__Try it__: The records below must be output exactly, without pictures.
*** Opening Data excerpts ***
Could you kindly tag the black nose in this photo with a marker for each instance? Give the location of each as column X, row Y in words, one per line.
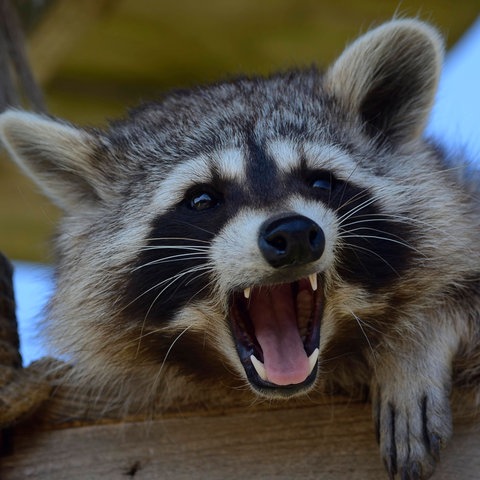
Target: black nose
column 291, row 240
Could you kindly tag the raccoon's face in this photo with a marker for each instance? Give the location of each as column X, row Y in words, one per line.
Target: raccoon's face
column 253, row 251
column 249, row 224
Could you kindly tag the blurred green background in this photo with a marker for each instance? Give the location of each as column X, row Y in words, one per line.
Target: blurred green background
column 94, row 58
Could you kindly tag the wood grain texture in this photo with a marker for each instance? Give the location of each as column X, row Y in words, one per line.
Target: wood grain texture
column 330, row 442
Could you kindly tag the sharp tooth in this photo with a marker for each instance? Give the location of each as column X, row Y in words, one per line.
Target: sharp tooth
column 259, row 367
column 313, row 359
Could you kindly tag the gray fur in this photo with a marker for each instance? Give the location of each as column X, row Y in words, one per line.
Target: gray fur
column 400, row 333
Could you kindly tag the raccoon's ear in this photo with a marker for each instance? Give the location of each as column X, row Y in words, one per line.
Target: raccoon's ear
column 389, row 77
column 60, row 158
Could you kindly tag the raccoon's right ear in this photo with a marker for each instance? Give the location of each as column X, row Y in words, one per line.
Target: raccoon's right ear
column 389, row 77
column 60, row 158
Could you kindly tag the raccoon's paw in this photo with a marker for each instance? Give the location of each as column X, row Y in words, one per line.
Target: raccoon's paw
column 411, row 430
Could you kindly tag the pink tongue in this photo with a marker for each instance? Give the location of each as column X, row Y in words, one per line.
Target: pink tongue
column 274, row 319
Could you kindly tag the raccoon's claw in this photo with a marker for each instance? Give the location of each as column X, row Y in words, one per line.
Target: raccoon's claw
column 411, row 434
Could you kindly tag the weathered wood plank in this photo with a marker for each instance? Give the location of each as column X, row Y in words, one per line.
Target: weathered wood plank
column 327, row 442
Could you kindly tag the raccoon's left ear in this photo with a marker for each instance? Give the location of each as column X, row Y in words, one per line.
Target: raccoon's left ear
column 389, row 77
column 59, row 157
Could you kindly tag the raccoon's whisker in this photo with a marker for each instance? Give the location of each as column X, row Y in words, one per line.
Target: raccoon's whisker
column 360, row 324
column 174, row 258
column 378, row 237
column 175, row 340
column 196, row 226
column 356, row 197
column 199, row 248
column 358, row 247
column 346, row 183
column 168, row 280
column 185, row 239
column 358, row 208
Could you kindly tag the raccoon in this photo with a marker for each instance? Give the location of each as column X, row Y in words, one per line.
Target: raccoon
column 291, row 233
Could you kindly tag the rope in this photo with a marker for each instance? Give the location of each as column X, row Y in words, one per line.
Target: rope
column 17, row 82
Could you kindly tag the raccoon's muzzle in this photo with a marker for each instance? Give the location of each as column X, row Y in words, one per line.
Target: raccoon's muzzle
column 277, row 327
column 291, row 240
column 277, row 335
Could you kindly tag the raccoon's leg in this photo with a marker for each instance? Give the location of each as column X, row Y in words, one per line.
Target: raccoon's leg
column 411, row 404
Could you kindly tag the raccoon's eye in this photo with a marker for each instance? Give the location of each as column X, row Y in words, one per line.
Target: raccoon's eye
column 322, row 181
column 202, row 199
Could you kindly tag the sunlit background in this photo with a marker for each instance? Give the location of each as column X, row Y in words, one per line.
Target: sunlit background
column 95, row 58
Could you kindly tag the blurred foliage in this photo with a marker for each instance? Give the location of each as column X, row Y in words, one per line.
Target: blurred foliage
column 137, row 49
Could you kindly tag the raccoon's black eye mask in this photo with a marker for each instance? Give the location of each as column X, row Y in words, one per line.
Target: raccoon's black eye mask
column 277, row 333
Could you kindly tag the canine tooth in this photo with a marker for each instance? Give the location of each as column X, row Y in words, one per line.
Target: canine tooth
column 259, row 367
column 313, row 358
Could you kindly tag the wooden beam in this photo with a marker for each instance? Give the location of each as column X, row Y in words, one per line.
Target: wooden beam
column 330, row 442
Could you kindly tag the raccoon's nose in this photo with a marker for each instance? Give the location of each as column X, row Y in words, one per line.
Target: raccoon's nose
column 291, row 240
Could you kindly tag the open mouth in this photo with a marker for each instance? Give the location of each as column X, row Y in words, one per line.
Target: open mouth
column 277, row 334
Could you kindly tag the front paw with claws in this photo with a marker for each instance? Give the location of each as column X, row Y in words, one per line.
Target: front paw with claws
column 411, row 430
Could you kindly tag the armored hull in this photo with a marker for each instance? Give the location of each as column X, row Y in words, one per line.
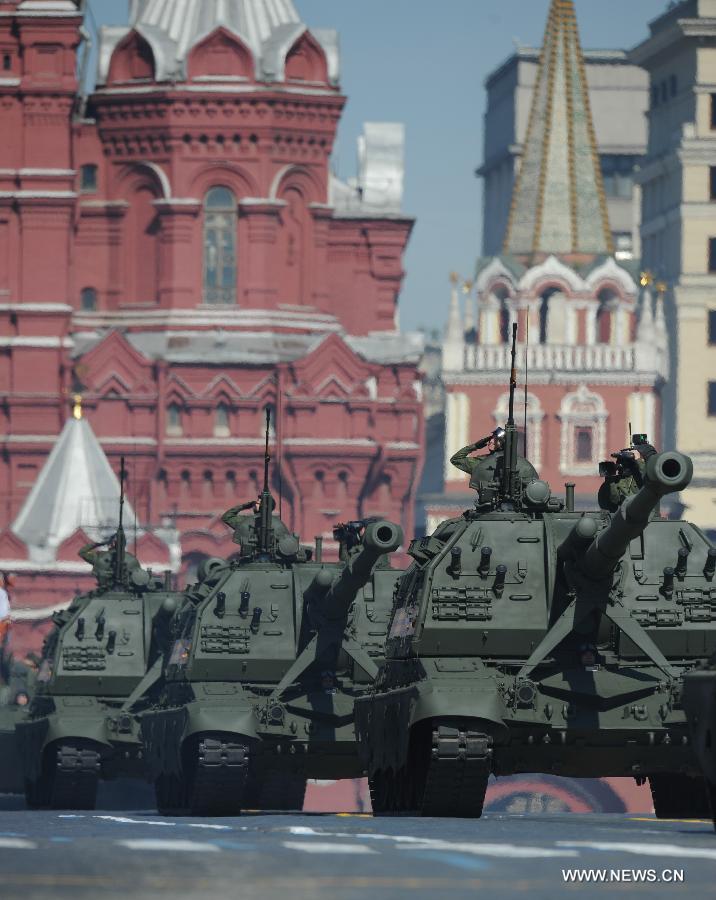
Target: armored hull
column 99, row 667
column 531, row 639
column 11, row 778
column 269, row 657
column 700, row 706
*** Closing Data excerpts ***
__Final answer__:
Could you kindly tag the black nose in this photo with a marker for each instance? Give the location of each as column X, row Y in words, one per line.
Target: black nose
column 291, row 240
Could you kindly tag the raccoon's face in this photo with a marker for each instance? Give the location of each as column X, row Y in words, one per line.
Target: raccoon's face
column 253, row 251
column 249, row 224
Could you kindly tag the blurred green background in this photo with a marker for each instance? Give the location of each as column X, row Y in words, one per line.
Target: blurred green background
column 94, row 58
Could you kindly tag the wood grain texture in this photo with a marker for each instance? Give the location of each as column X, row Y in words, one per line.
Target: wood grain texture
column 330, row 442
Could you kindly tag the sharp tooth in this photo with a marker for each instance? Give the location of each as column X, row Y in words, one per line.
Target: sharp tooth
column 259, row 367
column 313, row 359
Could you kindly tag the gray fur in this photo with a marker for each instance? Give the location of each as column X, row Y in words, one per line.
Target: gray fur
column 400, row 333
Could you kindly tag the raccoon's ear in this photo with a marker for each instance? Give the location of each as column X, row Y in words, one per line.
Target: raccoon's ear
column 389, row 77
column 60, row 158
Could you kindly tag the raccoon's right ear in this photo with a marker for each instance? Give the location of each as column X, row Y in words, one per line.
Target: raccoon's right ear
column 389, row 77
column 60, row 158
Could you kindly tag the raccoon's paw in this photo with a marker for each instance? Give the location of each as column X, row Y in words, one per line.
Target: raccoon's paw
column 411, row 430
Could you kindly tag the pink tongue in this photo with a marker for each instance? Give the location of each as column X, row Y in words, one per line.
Target: pink tongue
column 274, row 319
Could you kindly tag the raccoon's claw in this photo with a marker for each instance? Give the location of each as column X, row Y in words, one per line.
Target: raccoon's claw
column 411, row 434
Could you kindly tag the weathered wood plank in this photo with a marker for each instance? Give the location of each as column X, row Y in words, one per line.
Target: weathered wood plank
column 327, row 442
Could you kindly tag the raccoon's left ear in this photo with a marker for each instance? Give the location of each as column X, row Y in words, one per line.
Target: raccoon's left ear
column 389, row 77
column 59, row 157
Could you kindly tag the raccoon's whisker in this photo with a marker for each instance? Give the location of each as column X, row Y in words, one per line.
Target: raccoon's whisker
column 360, row 324
column 174, row 258
column 378, row 237
column 175, row 340
column 196, row 226
column 356, row 197
column 199, row 248
column 358, row 247
column 346, row 183
column 168, row 280
column 185, row 239
column 358, row 208
Could you kindly tag the raccoon in this photo with a marker for each instance? Give the location of each as column X, row Y in words, one per line.
Target: raccoon
column 291, row 233
Could you kindly tag the rope in this photo with a marker for each instance? Give the location of each as column X, row Y in words, one per line.
Target: rope
column 17, row 82
Could you kindly tag the raccoon's muzzle in this photo with a marker for each instance? Give the location of each as column X, row Y in words, one per line.
Target: raccoon's muzzle
column 277, row 327
column 291, row 240
column 277, row 335
Could you kindly tag the raccoon's leg in this photo with a marker for each instance? Give the location of each as column X, row Y in words, one per line.
Target: raccoon's leg
column 411, row 404
Could you kindly tag the raccoon's eye in this photo with a marker for each instance? Give the location of each as column X, row Y in words, one per line.
Target: raccoon's eye
column 322, row 181
column 202, row 199
Could you kindly tag the sunlit background in this photo with a marker for each instance? Give the location of each as column X, row Y in words, one per line.
Target: sunlit background
column 95, row 58
Could you kindly tag the blurred foliage in this photo with a marker for each instance? Give the location of each as column X, row Y in words, one per line.
Target: blurred foliage
column 137, row 49
Could you kindly tag the raccoon's black eye mask in this photo with a marker for each instance? Give the location of each as column X, row Y in words, one per line.
Target: raccoon's black eye mask
column 277, row 333
Could you kindly tag the canine tooth in this photo with a marker for each instance? Give the location of each as column X, row Y in words, one per line.
Target: canine tooth
column 259, row 367
column 313, row 358
Could you kindly tag the wooden beam in this photo with a marker for each instance? Give the location of each as column X, row Y in words, one per line.
Target: wooden beam
column 330, row 442
Could you kindly tag the raccoon's nose in this photo with a marker for each instance? Give the location of each as column X, row Y in words, one per line.
Target: raccoon's nose
column 291, row 240
Could you kindly tag the open mouth in this photo with a marker for each instance? Give the location of each as column X, row Y in words, one per line.
Target: open mouth
column 277, row 334
Could you kindly tag the front paw with claws in this photo with a marker for each instance? Give the location of each as column X, row Y in words, one per line.
Target: front paw with claws
column 411, row 430
Could you kindly tag the armored hull in this photo with a marker for each instance? Give the location of each as column X, row Y in words, one per line.
Target: armored hull
column 99, row 667
column 531, row 639
column 11, row 778
column 269, row 657
column 700, row 706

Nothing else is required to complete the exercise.